They look like a view through a radio telescope into outer space or like the sky over the Arctic Ocean lit up by the Northern Lights – the carpets in Jan Kath’s “Spectrum” collection. His large expanses are replete with swirls of color and cloudlike structures, shapes reminiscent of the glowing cores of meteors or reflections in water, although they nonetheless remain completely abstract. They also look a little bit like anthroposophical paintings. Unlike the approach he took with his “Erased Heritage” or “Polonaise” collections, in the case of “Spectrum” Kath does not take traditional carpet patterns as his starting point, patterns he then abstracts or alienates. Instead, these pieces have completely severed any links to folk art and the centuries-old tradition of ornamentation in Oriental carpets. In this new collection, the carpet is no longer an artisanal artifact but has morphed into contemporary art.
Kath and his team have developed these patterns in a design process in which the most difficult aspect has often been finding the right time to stop. “It is important to find the point when you yourself are satisfied with your design,” is how Dimo Feldmann, who has been designing carpets with Kath for 20 years, describes the methodology. The starting point is always a monochrome expanse, which the designers then, step by step, make ever more nuanced, gradually transforming into an abstract structure by means of various degrees of brightness. The concern here is to maintain a sense of proportion and rhythm, to focus on the overall picture and the way it is structured, to establish harmony in the midst of contrasts. It is only when Kath and his staff have completed this “preparatory drawing” that they start looking into the choice of colors. And only once as the second stage in the process the colors have been selected do they begin to work the design into a knotted sample pattern for manufacturing purposes.

### Aim of the task
According to the text about the "Spectrum" carpet collection, what is always the starting point of the design process?

[Region labeling entries]
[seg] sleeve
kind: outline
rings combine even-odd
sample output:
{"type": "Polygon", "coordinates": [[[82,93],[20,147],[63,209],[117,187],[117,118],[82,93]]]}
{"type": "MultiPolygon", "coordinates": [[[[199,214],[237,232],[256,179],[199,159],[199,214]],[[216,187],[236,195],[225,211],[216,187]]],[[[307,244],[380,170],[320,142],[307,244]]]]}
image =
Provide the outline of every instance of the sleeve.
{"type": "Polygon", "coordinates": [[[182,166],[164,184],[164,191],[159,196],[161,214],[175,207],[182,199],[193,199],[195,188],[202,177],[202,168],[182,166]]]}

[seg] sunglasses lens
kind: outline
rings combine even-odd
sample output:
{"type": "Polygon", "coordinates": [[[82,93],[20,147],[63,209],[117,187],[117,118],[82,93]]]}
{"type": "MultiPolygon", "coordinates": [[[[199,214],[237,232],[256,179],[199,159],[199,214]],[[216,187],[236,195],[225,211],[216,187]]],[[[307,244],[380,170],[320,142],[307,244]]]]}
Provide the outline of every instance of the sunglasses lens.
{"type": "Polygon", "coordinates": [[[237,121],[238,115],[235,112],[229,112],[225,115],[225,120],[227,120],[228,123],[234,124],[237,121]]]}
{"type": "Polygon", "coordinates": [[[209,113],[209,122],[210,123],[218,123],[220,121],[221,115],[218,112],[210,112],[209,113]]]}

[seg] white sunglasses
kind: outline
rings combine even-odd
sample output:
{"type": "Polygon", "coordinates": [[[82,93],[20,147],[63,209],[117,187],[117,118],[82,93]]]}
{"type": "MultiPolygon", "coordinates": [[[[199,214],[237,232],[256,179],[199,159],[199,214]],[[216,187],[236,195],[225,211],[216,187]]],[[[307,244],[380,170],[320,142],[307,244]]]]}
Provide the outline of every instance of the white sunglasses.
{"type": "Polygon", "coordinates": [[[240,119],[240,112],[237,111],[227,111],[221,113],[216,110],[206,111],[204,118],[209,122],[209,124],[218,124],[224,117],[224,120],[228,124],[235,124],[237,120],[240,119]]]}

### Response below
A monochrome expanse.